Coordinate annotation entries
— Begin —

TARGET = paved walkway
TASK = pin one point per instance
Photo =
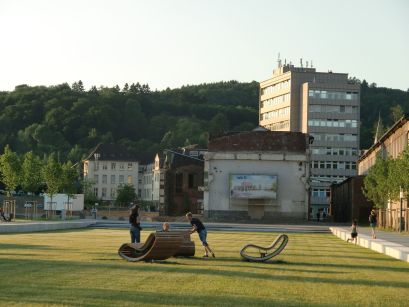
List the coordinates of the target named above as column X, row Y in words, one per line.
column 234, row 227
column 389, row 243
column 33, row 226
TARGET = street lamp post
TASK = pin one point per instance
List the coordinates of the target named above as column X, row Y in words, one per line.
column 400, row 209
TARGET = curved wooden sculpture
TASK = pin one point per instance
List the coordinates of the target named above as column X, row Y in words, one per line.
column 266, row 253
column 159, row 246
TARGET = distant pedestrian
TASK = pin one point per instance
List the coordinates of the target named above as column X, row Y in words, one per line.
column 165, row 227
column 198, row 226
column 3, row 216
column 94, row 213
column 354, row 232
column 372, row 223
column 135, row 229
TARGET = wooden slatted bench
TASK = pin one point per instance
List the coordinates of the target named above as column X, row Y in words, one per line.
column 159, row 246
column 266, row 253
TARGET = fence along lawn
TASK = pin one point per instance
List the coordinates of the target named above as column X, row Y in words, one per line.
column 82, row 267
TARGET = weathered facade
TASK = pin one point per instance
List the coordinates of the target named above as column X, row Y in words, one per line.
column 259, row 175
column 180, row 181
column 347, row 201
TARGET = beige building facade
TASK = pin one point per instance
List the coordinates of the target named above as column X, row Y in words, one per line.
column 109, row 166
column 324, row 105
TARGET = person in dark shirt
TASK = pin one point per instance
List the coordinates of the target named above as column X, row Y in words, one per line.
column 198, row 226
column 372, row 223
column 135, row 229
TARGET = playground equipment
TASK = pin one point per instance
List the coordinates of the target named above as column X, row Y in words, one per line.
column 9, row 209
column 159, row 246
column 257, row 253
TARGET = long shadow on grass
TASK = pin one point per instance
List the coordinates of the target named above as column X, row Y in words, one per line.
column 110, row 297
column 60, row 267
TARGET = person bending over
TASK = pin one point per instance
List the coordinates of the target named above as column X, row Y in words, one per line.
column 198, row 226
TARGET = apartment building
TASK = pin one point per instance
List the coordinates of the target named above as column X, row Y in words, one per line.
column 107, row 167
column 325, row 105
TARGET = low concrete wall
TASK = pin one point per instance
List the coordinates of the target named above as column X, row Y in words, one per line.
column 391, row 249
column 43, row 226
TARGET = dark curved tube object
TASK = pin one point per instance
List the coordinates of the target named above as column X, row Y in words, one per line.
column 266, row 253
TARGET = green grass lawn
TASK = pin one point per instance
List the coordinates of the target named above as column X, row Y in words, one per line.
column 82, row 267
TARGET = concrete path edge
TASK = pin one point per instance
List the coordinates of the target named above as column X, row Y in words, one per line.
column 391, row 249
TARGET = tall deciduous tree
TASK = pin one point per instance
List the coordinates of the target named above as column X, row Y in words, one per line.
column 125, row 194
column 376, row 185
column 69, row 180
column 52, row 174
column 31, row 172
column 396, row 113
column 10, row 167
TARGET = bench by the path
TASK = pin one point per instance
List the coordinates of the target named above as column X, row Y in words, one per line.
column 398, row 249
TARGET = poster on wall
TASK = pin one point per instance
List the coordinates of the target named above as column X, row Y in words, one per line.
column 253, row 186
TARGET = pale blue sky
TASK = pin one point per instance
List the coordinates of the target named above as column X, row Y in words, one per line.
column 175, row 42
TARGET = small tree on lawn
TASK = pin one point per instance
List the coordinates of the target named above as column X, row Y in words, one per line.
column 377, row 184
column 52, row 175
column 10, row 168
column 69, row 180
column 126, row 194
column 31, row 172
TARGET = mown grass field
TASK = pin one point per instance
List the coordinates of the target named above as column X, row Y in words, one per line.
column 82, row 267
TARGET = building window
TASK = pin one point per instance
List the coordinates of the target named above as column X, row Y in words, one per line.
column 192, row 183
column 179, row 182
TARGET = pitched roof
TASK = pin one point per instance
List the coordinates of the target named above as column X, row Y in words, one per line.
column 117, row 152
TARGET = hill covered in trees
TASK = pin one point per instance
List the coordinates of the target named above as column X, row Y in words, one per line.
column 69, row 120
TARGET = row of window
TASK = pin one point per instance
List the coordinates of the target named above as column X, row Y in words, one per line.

— End —
— Begin —

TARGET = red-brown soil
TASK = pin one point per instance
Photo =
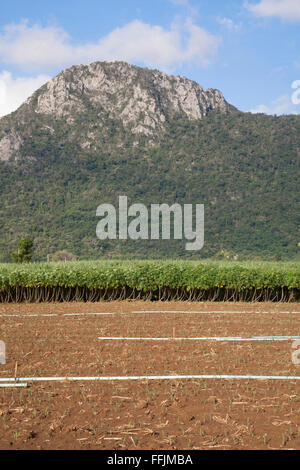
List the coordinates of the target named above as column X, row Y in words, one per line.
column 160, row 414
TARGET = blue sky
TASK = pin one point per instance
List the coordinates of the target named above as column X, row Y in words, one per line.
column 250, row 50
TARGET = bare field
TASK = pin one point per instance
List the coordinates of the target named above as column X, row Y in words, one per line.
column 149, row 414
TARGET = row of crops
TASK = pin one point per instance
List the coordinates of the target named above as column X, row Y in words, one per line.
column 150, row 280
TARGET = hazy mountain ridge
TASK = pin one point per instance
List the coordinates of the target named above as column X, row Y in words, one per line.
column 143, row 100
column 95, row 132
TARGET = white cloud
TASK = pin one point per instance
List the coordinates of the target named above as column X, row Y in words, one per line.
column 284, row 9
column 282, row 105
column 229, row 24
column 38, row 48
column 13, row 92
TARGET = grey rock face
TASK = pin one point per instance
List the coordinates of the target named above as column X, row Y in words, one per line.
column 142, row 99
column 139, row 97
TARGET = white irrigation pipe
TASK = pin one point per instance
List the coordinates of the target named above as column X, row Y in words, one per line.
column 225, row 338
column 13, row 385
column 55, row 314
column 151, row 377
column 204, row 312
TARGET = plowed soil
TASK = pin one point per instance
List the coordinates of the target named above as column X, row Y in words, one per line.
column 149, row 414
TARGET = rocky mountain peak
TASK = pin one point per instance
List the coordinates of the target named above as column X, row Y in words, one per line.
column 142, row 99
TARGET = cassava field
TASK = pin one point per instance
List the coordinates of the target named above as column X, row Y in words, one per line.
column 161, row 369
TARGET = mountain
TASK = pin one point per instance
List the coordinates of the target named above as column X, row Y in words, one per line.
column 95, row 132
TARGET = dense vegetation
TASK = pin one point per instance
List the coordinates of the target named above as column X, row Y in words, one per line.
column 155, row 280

— End —
— Begin —

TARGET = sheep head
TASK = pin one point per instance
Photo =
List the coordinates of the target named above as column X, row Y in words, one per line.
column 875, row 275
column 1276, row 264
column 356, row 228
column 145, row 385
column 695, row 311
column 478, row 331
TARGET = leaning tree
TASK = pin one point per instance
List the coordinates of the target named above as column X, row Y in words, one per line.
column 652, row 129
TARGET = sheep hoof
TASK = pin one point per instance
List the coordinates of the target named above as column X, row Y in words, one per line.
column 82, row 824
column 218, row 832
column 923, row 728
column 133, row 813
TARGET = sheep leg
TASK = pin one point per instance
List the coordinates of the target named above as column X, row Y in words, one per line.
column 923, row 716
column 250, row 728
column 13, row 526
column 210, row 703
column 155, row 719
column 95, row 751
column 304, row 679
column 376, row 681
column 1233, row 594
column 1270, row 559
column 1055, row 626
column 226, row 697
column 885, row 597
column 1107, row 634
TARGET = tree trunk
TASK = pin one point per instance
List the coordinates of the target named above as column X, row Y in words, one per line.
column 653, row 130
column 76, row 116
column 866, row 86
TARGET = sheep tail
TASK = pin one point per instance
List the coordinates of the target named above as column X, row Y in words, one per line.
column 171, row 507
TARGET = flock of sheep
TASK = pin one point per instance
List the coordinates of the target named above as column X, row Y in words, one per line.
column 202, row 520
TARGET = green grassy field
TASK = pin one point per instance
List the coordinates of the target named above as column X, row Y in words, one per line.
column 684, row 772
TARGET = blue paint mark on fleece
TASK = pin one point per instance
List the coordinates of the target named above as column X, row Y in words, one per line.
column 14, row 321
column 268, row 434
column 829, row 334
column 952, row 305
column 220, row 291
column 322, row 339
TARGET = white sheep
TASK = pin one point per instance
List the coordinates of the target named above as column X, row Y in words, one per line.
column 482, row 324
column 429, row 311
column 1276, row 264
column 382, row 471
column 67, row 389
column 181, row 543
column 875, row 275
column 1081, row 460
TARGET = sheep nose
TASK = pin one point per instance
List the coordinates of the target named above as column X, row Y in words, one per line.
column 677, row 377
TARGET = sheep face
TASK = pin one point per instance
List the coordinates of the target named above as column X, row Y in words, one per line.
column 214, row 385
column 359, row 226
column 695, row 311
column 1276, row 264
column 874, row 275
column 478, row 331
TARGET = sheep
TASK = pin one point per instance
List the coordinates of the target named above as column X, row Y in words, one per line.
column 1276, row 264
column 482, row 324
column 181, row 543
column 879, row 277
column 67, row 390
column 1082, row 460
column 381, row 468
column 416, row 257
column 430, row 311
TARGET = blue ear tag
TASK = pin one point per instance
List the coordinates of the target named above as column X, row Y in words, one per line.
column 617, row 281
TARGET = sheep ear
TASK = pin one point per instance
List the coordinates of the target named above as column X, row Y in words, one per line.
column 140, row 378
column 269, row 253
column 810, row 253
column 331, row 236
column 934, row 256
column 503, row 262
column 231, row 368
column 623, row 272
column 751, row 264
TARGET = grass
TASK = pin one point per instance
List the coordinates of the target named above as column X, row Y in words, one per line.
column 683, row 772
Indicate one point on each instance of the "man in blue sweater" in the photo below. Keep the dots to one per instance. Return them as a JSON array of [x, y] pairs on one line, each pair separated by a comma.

— End —

* **WORK TO COMPLETE**: Could you format the lines from the one holding "TARGET = paved walkway" through the one holding "column 33, row 226", inclusive, as a JSON list of strings with one string per line? Skip blank lines and leave the pictures out.

* **WRITTEN SOLUTION**:
[
  "TARGET = paved walkway",
  "TASK = pin one point per instance",
  "Photo =",
  "List the coordinates of the target named above as column X, row Y in words, one per line.",
  "column 234, row 227",
  "column 389, row 243",
  "column 33, row 226"
]